**What is needed**
All records below are to be repeated precisely, with nothing added.

**Working data**
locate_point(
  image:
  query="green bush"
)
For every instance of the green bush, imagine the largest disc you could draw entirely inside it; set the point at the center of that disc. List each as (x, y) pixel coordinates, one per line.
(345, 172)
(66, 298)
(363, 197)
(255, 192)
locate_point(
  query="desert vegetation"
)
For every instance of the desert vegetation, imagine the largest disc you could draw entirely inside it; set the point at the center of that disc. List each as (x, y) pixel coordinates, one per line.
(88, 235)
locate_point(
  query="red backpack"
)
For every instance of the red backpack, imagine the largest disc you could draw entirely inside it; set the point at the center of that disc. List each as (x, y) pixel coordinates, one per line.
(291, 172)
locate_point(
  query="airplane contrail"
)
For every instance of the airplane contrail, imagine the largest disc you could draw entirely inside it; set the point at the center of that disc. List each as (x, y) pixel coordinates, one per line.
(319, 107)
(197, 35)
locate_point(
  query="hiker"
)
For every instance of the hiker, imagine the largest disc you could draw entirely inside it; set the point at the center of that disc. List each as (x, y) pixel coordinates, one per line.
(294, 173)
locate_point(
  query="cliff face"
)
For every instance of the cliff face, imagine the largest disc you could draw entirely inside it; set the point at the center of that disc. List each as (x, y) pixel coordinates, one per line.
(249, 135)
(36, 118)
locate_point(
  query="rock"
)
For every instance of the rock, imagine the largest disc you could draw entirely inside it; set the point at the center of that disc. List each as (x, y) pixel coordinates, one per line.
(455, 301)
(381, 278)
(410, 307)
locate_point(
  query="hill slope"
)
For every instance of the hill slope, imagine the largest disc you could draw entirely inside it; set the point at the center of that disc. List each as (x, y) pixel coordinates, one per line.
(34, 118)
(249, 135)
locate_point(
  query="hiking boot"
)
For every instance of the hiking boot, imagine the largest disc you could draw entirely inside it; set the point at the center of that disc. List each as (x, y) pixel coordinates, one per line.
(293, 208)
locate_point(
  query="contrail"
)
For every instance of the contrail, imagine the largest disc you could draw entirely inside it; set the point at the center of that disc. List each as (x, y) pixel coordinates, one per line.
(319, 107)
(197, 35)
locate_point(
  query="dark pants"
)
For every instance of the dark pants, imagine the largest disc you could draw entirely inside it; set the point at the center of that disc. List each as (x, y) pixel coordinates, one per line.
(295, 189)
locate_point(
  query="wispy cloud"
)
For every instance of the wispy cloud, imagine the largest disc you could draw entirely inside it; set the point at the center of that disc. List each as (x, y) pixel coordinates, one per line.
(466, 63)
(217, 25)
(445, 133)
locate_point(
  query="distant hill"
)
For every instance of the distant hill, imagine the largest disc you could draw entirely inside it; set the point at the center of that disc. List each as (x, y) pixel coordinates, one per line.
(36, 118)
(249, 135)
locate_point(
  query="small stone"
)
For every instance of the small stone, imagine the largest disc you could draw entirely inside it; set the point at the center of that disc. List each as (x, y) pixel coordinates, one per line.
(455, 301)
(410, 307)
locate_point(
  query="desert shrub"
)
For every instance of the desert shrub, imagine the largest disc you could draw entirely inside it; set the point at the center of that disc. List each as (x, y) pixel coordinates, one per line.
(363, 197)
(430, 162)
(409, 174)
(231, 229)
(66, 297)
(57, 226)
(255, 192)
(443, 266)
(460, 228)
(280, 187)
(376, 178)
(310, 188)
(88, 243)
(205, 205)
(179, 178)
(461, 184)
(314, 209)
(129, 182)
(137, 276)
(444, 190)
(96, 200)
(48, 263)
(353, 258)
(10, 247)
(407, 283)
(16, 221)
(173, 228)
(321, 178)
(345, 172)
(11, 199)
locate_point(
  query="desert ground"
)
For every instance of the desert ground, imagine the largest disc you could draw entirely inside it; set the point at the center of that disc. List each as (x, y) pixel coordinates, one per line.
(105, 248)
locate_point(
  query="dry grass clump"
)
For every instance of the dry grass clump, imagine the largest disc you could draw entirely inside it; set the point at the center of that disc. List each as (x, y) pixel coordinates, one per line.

**Expected answer**
locate_point(
  image:
  query="green bush"
)
For every instance of the green bush, imagine the largest disc you could draw entirely inside it; set the point at the center of that disc. List each as (x, y) pixel coordinates, one per line.
(345, 172)
(66, 298)
(363, 197)
(255, 192)
locate_point(
  query="desert vegetation"
)
For every instance of the desert vegetation, imagine the largest disc you could draw entirely inside it; set the point at the center of that disc. List each as (x, y) pixel coordinates, one per line.
(88, 235)
locate_point(
  query="red backpack"
)
For every instance of the red backpack, imagine the largest disc you could draw entirely inside it; set the point at the center of that disc. List each as (x, y) pixel coordinates, one per line.
(291, 172)
locate_point(
  query="airplane contrail"
)
For every instance of the airplane contrail, imagine the largest disc you could draw entirely inside it; set the point at the center of that disc. List each as (x, y) pixel coordinates, one per line.
(319, 107)
(197, 35)
locate_point(
  query="hiker"
)
For every instance of the hiker, imagine the largest disc you could draw entirely inside it; set the point at the center of that disc. List each as (x, y) pixel coordinates, one per line.
(294, 173)
locate_point(
  query="cliff face"
)
For every instance of the cliff face, imagine the largest disc you could draw entirely inside it; set the point at the center of that disc. List each as (x, y) pixel coordinates, one per line.
(249, 135)
(36, 118)
locate_point(
  query="rock"
)
For every instance of the rock, imagine the largest disc you could draw entirely inside it; set the point at the center of that disc. List each as (x, y) pixel coordinates, one per line.
(455, 301)
(381, 278)
(410, 307)
locate_point(
  query="hill slope"
)
For every instance of the hill slope, imagine the largest disc you could draw entirely inside it; set the point at the center of that disc. List each as (x, y) pixel coordinates, one per line.
(34, 118)
(249, 135)
locate_point(
  query="hiking boot"
)
For every instance of the hiking boot, imagine the largest disc you could draw entirely inside it; set the point at the center of that disc. List each as (x, y) pixel coordinates, one per line.
(293, 208)
locate_point(
  query="contrail"
)
For every instance of the contrail, imagine the largest disc you could draw entirely inside it; set the point at the center of that disc. List each as (x, y) pixel coordinates, one per line.
(319, 107)
(197, 35)
locate_point(
  query="dark pants"
)
For every instance of the dark pants, imagine the largest disc you could draw entirely inside it; set the point at the center of that disc. List each as (x, y) pixel coordinates, one per line.
(295, 189)
locate_point(
  query="wispy cloud"
)
For every instance of the wispy cloud, imagine the largest disc you could draw entirely inside it; set the point at the center of that disc. List each as (x, y) pixel coordinates, one per line.
(466, 63)
(217, 25)
(445, 133)
locate_point(
  query="distant hill"
)
For every instance of the distant hill, imagine the largest disc you could draw entirely inside it; set the point at the center of that disc. List each as (x, y) pixel coordinates, one per line.
(36, 118)
(249, 135)
locate_point(
  query="small stone"
)
For every instance of the small stone, imagine the largest disc you could draw entirely inside it; set the point at the center of that disc. List each as (x, y) pixel coordinates, one per line.
(455, 301)
(410, 307)
locate_point(
  query="desert shrub"
)
For every instance of the desert shrub, imagine the largest disc you could draw entirely inside it; set the point at the center of that disc. List each as (x, y) pixel coordinates, one per line.
(363, 197)
(430, 162)
(409, 174)
(231, 229)
(66, 297)
(57, 226)
(255, 192)
(443, 266)
(460, 228)
(280, 187)
(376, 178)
(310, 188)
(88, 243)
(205, 205)
(179, 178)
(461, 184)
(314, 209)
(129, 182)
(137, 276)
(444, 190)
(96, 200)
(48, 263)
(353, 258)
(10, 247)
(407, 283)
(16, 221)
(173, 228)
(321, 178)
(345, 172)
(11, 199)
locate_point(
  query="desert ground"
)
For every instance of the desert ground, imagine the largest disc you could draw entirely inside it; set the point at the center of that disc. List each as (x, y) pixel coordinates, one per line.
(105, 248)
locate_point(
  query="dry grass clump"
)
For every instance of the dry grass clump, imagine the largest disc you could draw entirely inside it; set the point at the center of that disc. List each as (x, y) pixel coordinates, one per line.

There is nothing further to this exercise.